● DATASET RECORDS
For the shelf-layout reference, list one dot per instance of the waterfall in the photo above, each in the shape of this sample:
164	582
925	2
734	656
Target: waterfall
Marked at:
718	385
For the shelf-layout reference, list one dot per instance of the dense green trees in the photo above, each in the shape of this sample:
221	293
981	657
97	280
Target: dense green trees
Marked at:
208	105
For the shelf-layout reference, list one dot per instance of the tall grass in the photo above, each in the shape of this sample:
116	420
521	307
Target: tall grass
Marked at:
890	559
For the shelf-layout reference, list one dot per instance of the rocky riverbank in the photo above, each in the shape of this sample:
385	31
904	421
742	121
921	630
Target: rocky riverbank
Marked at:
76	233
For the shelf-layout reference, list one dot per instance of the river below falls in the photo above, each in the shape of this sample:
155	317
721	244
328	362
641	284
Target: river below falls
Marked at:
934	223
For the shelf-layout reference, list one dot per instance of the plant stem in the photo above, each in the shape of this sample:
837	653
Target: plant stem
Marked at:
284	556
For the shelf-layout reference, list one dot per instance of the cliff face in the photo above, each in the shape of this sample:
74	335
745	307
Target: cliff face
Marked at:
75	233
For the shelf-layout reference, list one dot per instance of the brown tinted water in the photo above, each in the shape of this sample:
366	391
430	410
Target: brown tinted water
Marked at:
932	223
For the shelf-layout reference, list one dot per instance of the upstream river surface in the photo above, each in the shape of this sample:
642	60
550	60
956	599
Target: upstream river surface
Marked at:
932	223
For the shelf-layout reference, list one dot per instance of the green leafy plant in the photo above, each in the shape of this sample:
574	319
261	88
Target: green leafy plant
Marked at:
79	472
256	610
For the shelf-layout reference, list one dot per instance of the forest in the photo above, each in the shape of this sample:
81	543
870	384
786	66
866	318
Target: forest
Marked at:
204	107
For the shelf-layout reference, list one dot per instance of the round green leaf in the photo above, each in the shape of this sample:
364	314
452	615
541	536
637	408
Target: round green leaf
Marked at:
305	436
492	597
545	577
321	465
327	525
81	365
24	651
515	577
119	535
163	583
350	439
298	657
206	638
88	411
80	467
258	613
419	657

● WHAT YOU HAVE TO DO
Each line that holds the word "dense" should be extracted from the records.

● RESPONSE BOX
For the shelf-layout reference, list one dot per instance of the dense green trees in the photo above, each in the shape of this sample:
Target: dense green trees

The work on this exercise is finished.